### PROVIDED RECORDS

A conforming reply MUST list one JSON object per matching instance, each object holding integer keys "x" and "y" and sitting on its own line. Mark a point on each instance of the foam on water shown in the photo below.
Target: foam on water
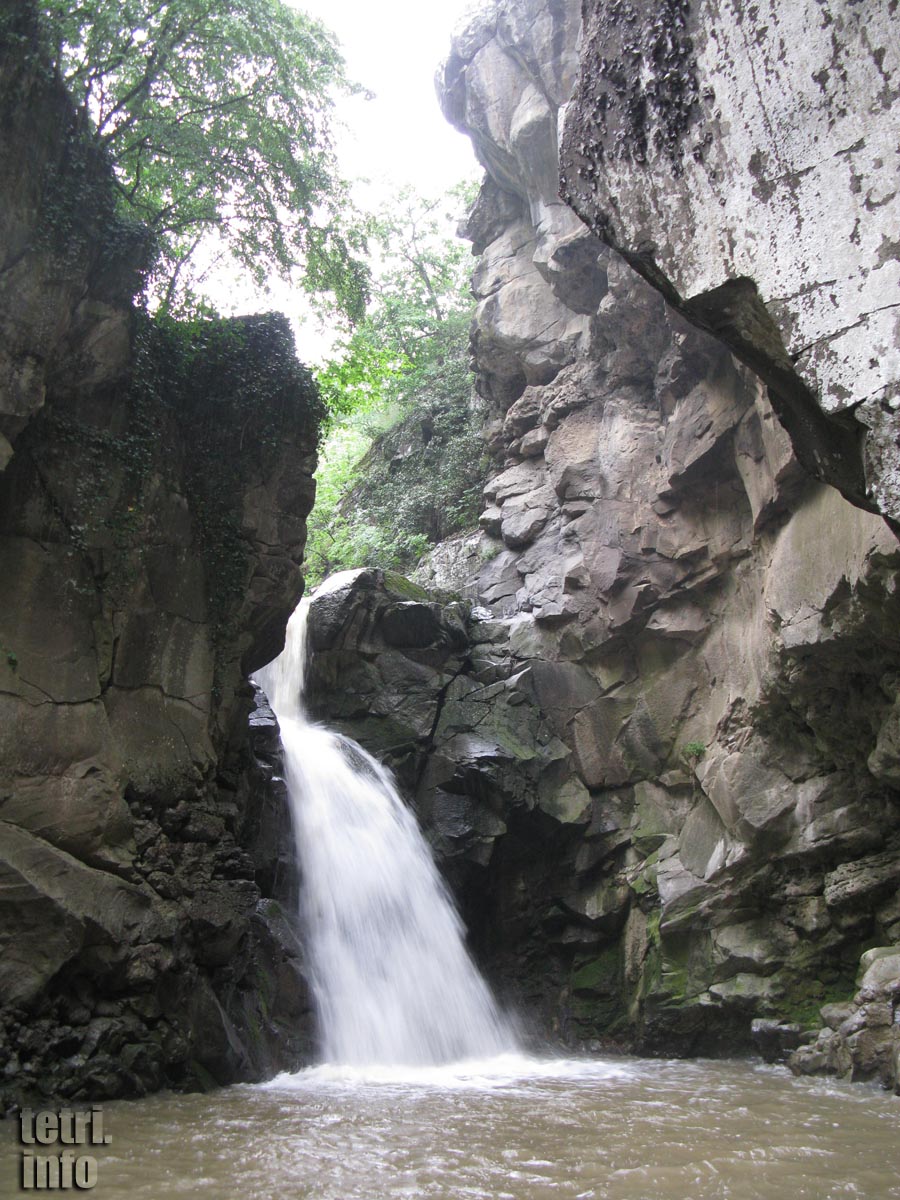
{"x": 393, "y": 979}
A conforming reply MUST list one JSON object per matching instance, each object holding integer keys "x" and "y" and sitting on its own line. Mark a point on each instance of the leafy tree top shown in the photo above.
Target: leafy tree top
{"x": 420, "y": 301}
{"x": 216, "y": 117}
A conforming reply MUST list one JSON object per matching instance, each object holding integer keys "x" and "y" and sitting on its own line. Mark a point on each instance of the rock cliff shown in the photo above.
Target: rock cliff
{"x": 658, "y": 757}
{"x": 151, "y": 523}
{"x": 744, "y": 160}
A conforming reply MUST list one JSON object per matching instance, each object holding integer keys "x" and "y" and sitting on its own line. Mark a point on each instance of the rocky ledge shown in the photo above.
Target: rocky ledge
{"x": 151, "y": 529}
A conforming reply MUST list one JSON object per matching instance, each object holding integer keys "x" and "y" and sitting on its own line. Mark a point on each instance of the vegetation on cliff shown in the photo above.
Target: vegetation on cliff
{"x": 402, "y": 465}
{"x": 216, "y": 119}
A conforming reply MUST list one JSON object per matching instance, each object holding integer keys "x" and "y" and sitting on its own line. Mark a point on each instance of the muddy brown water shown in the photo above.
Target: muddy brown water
{"x": 510, "y": 1129}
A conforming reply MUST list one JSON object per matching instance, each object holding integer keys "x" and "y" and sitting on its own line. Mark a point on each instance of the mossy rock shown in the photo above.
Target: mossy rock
{"x": 403, "y": 588}
{"x": 600, "y": 975}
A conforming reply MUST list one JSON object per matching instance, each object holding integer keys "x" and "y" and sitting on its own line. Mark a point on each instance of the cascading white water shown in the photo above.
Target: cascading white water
{"x": 393, "y": 979}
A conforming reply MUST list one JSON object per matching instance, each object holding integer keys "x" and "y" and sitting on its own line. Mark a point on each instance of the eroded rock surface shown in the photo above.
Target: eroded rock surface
{"x": 151, "y": 528}
{"x": 744, "y": 160}
{"x": 663, "y": 777}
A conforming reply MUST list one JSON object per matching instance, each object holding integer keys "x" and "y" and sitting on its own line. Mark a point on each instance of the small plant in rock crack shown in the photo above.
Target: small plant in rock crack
{"x": 693, "y": 751}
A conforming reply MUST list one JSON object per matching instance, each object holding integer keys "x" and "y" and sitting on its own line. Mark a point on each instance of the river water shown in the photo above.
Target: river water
{"x": 513, "y": 1129}
{"x": 400, "y": 1002}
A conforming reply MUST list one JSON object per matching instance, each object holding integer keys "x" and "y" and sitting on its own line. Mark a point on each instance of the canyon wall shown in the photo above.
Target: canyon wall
{"x": 654, "y": 739}
{"x": 151, "y": 528}
{"x": 744, "y": 160}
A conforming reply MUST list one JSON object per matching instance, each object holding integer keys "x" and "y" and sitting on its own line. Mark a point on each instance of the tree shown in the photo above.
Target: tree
{"x": 216, "y": 117}
{"x": 420, "y": 301}
{"x": 403, "y": 462}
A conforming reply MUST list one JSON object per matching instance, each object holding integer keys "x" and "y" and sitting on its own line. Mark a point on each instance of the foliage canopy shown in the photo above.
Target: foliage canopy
{"x": 216, "y": 117}
{"x": 403, "y": 462}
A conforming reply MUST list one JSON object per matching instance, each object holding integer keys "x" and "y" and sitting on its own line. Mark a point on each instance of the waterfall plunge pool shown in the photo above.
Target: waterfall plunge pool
{"x": 509, "y": 1128}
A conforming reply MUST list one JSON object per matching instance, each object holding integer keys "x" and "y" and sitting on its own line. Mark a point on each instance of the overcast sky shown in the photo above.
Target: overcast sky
{"x": 393, "y": 48}
{"x": 400, "y": 136}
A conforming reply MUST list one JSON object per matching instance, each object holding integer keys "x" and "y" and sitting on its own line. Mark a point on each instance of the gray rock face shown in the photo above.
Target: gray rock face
{"x": 150, "y": 556}
{"x": 744, "y": 160}
{"x": 861, "y": 1039}
{"x": 663, "y": 778}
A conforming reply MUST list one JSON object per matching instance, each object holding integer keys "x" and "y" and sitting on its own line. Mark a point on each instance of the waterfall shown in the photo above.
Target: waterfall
{"x": 391, "y": 977}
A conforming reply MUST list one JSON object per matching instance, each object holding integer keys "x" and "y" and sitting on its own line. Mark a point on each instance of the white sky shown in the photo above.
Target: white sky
{"x": 393, "y": 48}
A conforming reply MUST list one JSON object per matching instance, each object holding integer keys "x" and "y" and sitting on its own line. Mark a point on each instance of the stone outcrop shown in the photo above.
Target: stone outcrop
{"x": 663, "y": 775}
{"x": 861, "y": 1039}
{"x": 151, "y": 528}
{"x": 744, "y": 160}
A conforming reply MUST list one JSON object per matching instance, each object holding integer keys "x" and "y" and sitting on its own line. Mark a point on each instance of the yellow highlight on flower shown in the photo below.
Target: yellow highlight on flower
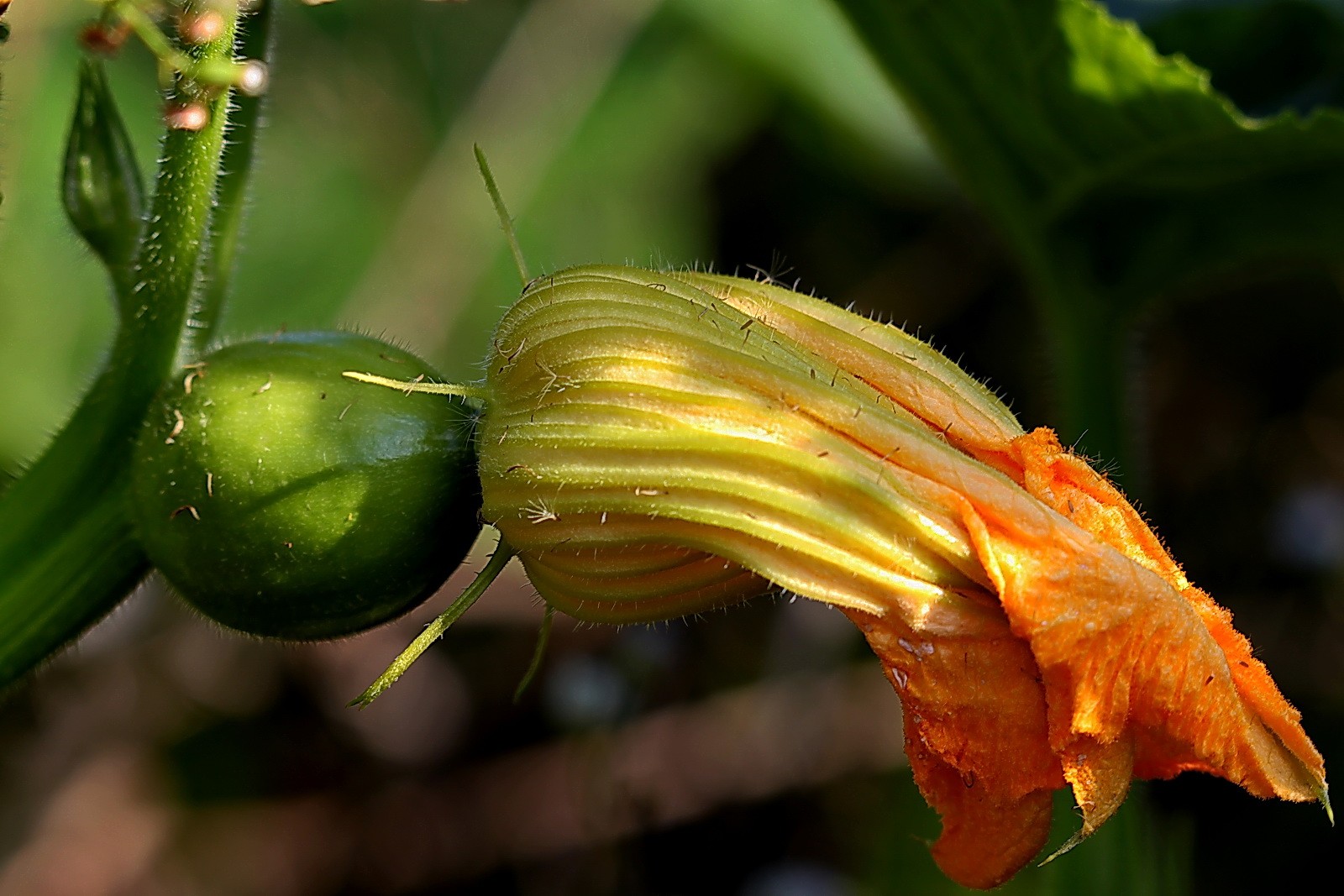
{"x": 656, "y": 443}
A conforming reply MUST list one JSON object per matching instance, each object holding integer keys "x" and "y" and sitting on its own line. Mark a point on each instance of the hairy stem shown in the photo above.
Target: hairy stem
{"x": 67, "y": 553}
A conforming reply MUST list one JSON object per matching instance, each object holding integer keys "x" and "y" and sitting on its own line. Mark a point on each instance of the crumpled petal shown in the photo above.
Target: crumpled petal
{"x": 659, "y": 443}
{"x": 974, "y": 723}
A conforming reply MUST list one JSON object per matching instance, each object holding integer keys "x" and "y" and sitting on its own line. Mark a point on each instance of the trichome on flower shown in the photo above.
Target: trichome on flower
{"x": 698, "y": 439}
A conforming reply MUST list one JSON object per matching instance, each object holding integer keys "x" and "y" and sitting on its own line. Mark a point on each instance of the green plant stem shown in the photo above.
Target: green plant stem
{"x": 66, "y": 548}
{"x": 232, "y": 194}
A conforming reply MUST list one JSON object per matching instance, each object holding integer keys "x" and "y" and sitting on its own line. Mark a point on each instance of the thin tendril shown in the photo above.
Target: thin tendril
{"x": 506, "y": 222}
{"x": 436, "y": 629}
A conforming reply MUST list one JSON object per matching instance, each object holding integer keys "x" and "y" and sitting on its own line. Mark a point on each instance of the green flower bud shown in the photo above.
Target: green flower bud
{"x": 651, "y": 452}
{"x": 102, "y": 190}
{"x": 286, "y": 500}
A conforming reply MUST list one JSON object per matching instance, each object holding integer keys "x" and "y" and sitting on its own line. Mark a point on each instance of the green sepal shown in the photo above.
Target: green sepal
{"x": 102, "y": 188}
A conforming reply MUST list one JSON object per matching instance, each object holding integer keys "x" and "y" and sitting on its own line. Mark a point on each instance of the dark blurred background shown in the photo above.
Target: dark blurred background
{"x": 754, "y": 752}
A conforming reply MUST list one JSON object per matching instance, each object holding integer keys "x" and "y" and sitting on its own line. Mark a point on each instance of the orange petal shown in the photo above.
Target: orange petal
{"x": 1129, "y": 652}
{"x": 974, "y": 719}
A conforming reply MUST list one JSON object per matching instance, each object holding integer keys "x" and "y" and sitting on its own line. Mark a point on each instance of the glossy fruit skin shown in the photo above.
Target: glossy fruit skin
{"x": 289, "y": 501}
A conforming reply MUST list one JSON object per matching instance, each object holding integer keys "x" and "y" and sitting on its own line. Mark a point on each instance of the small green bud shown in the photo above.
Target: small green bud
{"x": 102, "y": 191}
{"x": 286, "y": 500}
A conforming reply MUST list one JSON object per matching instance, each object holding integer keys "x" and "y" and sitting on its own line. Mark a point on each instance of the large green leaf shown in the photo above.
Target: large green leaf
{"x": 1117, "y": 175}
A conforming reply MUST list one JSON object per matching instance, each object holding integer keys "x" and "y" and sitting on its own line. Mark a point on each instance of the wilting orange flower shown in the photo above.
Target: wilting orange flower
{"x": 658, "y": 443}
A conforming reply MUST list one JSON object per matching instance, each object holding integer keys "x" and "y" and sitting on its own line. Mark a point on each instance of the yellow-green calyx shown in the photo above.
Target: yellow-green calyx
{"x": 658, "y": 443}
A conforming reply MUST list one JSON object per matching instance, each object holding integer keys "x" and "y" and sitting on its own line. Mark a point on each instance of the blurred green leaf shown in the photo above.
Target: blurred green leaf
{"x": 632, "y": 183}
{"x": 811, "y": 51}
{"x": 235, "y": 175}
{"x": 1117, "y": 175}
{"x": 1265, "y": 56}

######

Reproduce verbatim the lines of the rows from the one containing "background shown in the photo above." through the final row, including both of those lines.

__THE COMPLETED TASK__
A conforming reply MUST list one JSON object per matching instance, each object holding integer keys "x" and "y" and sitting on its own line. Mark a point on each instance of the dark blurred background shown in the photo above.
Target: dark blurred background
{"x": 754, "y": 752}
A conforming reply MUST list one JSON object per matching instance, each object holding integer keys "x" and "y" and sitting on its own line. Mark a point on each instance of the orange petal shown in the photo above.
Target: orange petal
{"x": 1129, "y": 652}
{"x": 974, "y": 719}
A conforming reply MUST list one JSON object per matching instance, each object holding integer keys "x" and "y" and sitting on its own line. Mark a point on each instance of the glossy fruit skin shown in the photo above.
Target: glossy fruit skin
{"x": 289, "y": 501}
A conforming reply MUST list one JSON object per matching instance, each object holding integer keys "x" and "y" and sitting on its own line. Mark a point on each instance of the small green bud shown in the photo above.
Target: small green bud
{"x": 102, "y": 191}
{"x": 286, "y": 500}
A conforming reply MUST list one JSON object per matching instance, each object holding integer keys "x" and "y" and sitting on its own line. Mark a point on each instance of the large green leaf shown in the photo above.
Target: large green leaf
{"x": 1117, "y": 175}
A conforming reply MUST list one JSON object per matching instance, each object holding integer keys "x" and "y" and sitting on its own line. Mark a point on each instance of the wilting orange flower shown in the photo above.
Target: wilting orange flower
{"x": 658, "y": 443}
A conforming reply MUST list one JSON object per matching instance, each object holding integer keys "x" and "y" and sitting on its own line. Mark a point on each instance of the yellow-green calyx shown in the photo above.
Target: yellow-green calyx
{"x": 658, "y": 443}
A conforming reply MUST list one JSON object per matching instance, each object holding integer keys "x" and "y" and sitting on its own line. Mark a point on each instance of the blurred green leaf shown in the photo above.
Target: blurred green leaf
{"x": 632, "y": 183}
{"x": 811, "y": 51}
{"x": 235, "y": 175}
{"x": 1117, "y": 175}
{"x": 1265, "y": 56}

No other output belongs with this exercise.